## Prompt
Scan the records for "blue". Report each line that includes it.

(Data entries)

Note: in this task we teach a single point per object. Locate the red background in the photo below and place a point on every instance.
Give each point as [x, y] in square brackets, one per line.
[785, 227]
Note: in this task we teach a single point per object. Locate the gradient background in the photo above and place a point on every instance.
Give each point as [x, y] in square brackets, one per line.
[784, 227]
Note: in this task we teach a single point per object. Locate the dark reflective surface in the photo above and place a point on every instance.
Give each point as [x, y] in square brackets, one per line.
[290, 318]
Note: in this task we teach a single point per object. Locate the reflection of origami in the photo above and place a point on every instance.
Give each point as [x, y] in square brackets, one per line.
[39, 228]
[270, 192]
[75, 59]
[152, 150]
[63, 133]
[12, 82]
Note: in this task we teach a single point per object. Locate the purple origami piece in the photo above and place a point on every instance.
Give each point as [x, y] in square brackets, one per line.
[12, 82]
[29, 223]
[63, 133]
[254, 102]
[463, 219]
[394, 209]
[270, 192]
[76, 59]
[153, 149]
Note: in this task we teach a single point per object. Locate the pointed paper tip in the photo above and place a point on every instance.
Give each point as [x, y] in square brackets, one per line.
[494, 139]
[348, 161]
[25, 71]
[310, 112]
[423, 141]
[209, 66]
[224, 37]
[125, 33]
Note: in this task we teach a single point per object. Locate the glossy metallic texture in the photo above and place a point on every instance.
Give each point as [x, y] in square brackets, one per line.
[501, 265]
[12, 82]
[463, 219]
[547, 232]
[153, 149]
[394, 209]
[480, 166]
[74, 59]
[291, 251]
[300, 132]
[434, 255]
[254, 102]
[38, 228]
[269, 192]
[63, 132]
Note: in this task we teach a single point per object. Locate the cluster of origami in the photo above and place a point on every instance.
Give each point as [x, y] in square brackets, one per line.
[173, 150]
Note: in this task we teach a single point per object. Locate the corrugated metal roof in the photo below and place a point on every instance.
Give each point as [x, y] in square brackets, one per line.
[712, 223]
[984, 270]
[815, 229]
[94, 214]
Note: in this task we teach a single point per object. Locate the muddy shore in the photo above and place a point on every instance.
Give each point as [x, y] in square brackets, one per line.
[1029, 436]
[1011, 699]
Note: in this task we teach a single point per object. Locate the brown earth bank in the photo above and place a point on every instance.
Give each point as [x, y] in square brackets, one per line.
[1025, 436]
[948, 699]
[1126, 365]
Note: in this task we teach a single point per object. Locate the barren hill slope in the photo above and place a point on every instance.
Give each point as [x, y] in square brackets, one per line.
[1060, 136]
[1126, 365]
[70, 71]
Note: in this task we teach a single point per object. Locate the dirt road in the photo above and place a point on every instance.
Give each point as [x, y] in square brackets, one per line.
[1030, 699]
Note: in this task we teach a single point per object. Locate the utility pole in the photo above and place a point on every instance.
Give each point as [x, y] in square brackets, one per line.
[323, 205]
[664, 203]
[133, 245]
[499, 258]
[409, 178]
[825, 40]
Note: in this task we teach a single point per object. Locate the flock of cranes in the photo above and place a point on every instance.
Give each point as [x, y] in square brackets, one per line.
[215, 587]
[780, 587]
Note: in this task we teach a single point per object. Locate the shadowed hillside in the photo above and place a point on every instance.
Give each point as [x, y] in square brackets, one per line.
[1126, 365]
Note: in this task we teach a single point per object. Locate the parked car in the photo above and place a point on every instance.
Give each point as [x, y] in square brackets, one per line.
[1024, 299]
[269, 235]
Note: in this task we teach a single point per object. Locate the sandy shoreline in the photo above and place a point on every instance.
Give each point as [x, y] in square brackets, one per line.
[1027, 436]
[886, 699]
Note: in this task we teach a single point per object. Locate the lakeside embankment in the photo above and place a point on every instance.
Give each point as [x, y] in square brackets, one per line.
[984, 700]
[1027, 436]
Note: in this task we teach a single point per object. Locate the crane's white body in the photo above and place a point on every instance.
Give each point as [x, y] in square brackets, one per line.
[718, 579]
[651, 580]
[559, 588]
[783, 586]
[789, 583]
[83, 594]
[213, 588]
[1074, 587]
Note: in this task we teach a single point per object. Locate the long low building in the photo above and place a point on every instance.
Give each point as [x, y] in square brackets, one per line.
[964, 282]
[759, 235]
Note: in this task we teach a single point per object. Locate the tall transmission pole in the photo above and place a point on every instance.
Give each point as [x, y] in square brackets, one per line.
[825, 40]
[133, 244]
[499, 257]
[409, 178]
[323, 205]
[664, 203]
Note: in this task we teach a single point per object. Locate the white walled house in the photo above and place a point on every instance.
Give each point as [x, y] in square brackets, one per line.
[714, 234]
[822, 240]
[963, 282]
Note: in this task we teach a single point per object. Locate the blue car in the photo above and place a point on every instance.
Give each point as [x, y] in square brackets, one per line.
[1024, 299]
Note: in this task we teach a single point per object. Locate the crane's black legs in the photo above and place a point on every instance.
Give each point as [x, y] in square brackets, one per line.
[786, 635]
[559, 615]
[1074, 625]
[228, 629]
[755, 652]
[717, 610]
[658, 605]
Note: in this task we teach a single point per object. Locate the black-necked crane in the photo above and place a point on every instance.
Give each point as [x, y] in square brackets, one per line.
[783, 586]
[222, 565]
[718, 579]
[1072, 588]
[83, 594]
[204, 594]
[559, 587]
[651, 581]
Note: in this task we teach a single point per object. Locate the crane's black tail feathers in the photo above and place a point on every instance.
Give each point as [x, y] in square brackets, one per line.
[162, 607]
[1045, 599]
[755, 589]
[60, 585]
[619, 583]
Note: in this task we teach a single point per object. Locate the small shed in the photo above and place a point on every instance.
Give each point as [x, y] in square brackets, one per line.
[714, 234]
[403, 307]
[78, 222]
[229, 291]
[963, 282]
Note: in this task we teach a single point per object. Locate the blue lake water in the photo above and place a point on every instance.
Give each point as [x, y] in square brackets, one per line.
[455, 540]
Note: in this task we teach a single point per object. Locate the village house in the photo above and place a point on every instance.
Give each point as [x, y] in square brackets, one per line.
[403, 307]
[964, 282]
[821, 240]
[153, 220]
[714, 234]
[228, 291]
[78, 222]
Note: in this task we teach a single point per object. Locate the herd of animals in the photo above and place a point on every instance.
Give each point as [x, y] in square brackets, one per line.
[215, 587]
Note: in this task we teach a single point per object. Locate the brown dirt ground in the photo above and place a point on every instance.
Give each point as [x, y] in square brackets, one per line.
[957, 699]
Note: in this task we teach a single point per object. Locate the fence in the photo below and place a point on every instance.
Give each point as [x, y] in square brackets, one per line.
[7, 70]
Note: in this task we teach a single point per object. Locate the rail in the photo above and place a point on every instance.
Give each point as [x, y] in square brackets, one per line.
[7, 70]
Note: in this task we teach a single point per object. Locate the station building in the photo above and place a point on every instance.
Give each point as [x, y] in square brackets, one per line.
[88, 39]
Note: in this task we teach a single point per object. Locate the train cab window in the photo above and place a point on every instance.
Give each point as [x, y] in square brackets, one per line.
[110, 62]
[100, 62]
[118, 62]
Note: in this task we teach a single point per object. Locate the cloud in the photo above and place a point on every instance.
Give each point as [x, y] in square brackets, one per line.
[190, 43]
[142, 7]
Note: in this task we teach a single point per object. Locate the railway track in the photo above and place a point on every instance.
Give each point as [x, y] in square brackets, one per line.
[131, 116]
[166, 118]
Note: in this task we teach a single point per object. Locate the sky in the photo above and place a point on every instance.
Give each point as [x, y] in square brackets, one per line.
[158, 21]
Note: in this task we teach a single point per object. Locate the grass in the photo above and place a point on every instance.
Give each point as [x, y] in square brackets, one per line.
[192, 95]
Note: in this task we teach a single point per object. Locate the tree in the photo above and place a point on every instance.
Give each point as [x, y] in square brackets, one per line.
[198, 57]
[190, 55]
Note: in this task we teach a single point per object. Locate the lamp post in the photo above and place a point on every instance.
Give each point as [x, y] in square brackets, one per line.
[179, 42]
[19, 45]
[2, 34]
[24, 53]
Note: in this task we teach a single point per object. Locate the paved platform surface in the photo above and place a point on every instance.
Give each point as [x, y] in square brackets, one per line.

## Written answer
Note: in this task we teach a single point per object. Locate the blue car in the photo above and place a point on every instance.
Note: in this task we teach a single point per object. Locate the blue lake water in the photo above and place a point on every instance.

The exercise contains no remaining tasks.